- **Исходный отрывок**
Впоследствии у большинства из нас есть и чисто личная причина волноваться о том, что происходит в ведущих странах мира. Не секрет, что они — центр притяжения для жителей всех обнищавших стран, к которым причисляют и нашу Украину. Поэтому, несмотря на все миграционные ограничения, с тех пор как исчезли Советский Союз и железный занавес, количество наших граждан, перекочевывающих на Запад (или на постоянное место жительства, или хотя бы в качестве гастарбайтеров), становится все больше. У меня в Ираке, Мозамбике или Кении также нет знакомых, а во Франции, Германии, Соединенных Штатах или Канаде — есть. Хоть и немного. «Так же, как и в России!» — отмечают еще одни недовольные особенностями национального «клева на покойников». Может, сейчас не всем в этом хочется признаваться, но большинство наших зарубежных родственников и друзей проживают именно в этой стране, часто они являются ее гражданами. «Так почему же вы не окрашивались в цвета российского флага, когда упал российский самолет?» — интересуются еще одни поборники справедливости. 224 — таким был смертельный счет в катастрофе российского Airbus A321, упавшего над Синайским полуостровом в Египте. Трагедия унесла больше жизней, чем теракты в Париже. Среди погибших 25 детей. Причины для сочувствия более чем весомые. И некоторые украинцы, даже осознавая опасность непонимания сограждан, таки несли цветы и к российскому посольству. Почему окрашивали аватарки? Кроме чисто технического резона (ведь ФБ не предложил такого сервиса), есть и более глубокий. Отношения между нашими государствами сейчас такие, что, демонстрируя эмоции, приходится разграничивать понятия «люди» и «государство». Чтобы выразить соболезнования пострадавшим мирным русским, украинцы стараются по возможности уходить от всего, что ассоциируется с их государством. Демонстрация российского флага в условиях нынешней конфронтации — это нелогично, неоднозначно, даже опасно. А в остальном — да, людей жалко.
И очень хочется, чтобы хотя бы когда-то это стало единственным основанием для наших эмоциональных реакций. Просто есть люди и есть нелюди. Этих последних действительно не стоит жалеть, но их довольно мало, и они не составляют определяющей части ни в одном народе. Остальные — либо обмануты, либо напуганы, либо доведены до отчаяния.
А так хочется этого «фратерните» и «эгалите», о которых сказали французы более двух столетий назад. Но и сейчас эти «равенство» и «братство» воспринимаются как милая утопия. «Это будет новая и всепобеждающая утопия жизни, где никто не будет решать за других, что и как им делать, где любовь будет искренней, а счастье — настоящим, и где людям, осужденным на сто лет одиночества, будет предоставлен еще один шанс в земной жизни». А это уже из нобелевской речи гениального Габриеля Гарсиа Маркеса, чья земная жизнь завершилась в прошлом году. И вспомнил я ее не случайно. Просто нынешняя Украина представляется мне гораздо менее похожей на современную Францию, нежели на маркесовскую Латинскую Америку с ее забытыми полковниками, с ее одиночеством и с ее «помни, кум, тебя расстреливаю не я, тебя расстреливает революция».
И с постоянным стремлением к лучшему, всегда какому-то эфемерному и неопределенному. И поэтому так хочется нам время от времени, закрыв глаза на все реалии, на все невыполненные задачи и несвершенные достижения, заявить о своем je suis. Лишь бы не только по случаю событий, обозначенных смертью, перед лицом которой все люди действительно равны.

- **Задачи и задания**
A – Сколько человек погибло в катастрофе российского Airbus A321 над Синайским полуостровом, согласно отрывку?
B – Перепишите из отрывка без изменений фрагмент, который начинается со слов, содержащих «И с постоянным», и заканчивается словами «люди действительно равны.».

- **Приведённые записи**
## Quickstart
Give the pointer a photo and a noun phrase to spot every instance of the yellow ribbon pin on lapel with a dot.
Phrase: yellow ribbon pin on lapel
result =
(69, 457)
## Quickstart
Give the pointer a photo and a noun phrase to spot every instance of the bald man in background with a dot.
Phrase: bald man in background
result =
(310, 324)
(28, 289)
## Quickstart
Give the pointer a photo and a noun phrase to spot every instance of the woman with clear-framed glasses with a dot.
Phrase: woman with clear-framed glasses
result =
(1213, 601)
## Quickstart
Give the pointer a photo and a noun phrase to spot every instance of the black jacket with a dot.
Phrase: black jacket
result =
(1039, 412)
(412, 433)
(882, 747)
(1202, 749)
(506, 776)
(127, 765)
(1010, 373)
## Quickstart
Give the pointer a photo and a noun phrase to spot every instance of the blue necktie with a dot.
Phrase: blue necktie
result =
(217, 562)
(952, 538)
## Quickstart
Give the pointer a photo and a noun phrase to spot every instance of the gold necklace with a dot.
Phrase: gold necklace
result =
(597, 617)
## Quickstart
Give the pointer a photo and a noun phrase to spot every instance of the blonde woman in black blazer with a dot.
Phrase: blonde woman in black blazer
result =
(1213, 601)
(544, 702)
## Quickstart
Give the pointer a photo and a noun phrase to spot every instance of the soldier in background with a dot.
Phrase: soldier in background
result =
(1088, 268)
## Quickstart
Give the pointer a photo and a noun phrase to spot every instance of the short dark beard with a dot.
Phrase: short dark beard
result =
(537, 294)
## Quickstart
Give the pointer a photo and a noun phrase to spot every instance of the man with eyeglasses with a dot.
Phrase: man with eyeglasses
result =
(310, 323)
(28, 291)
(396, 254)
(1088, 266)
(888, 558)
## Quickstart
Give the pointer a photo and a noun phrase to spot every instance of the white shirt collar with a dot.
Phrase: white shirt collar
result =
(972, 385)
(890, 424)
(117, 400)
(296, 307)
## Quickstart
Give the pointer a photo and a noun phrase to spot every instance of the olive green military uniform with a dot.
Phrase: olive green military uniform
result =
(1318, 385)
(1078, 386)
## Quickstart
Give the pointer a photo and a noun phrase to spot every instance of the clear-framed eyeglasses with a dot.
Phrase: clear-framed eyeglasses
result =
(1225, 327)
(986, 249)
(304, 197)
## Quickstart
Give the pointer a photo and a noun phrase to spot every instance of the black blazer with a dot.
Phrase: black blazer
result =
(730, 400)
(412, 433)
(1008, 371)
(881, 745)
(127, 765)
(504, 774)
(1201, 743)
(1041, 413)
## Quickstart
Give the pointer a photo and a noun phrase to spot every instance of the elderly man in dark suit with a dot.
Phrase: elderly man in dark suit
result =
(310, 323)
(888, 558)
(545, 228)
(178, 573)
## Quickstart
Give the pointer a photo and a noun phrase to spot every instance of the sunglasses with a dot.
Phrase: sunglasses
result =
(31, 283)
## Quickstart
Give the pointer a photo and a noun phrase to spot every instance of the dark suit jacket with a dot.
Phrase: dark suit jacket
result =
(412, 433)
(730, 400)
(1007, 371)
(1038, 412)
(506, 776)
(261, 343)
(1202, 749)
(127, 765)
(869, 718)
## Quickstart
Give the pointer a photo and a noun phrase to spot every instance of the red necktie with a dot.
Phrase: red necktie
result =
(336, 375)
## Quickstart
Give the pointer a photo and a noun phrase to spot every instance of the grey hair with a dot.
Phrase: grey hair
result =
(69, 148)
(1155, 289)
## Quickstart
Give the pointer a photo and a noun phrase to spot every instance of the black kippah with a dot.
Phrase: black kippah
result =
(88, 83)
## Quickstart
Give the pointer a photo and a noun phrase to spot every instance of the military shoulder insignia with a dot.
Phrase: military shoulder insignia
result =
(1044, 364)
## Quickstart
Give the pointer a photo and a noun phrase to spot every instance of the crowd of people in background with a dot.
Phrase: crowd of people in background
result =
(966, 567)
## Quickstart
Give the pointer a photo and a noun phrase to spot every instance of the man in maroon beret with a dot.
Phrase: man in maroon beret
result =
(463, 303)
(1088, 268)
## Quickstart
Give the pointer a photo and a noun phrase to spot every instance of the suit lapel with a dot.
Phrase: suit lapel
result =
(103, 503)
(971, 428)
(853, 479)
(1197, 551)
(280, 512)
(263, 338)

- **Решённые задачи**
A – 224 человека.

B –
И с постоянным стремлением к лучшему, всегда какому-то эфемерному и неопределенному. И поэтому так хочется нам время от времени, закрыв глаза на все реалии, на все невыполненные задачи и несвершенные достижения, заявить о своем je suis. Лишь бы не только по случаю событий, обозначенных смертью, перед лицом которой все люди действительно равны.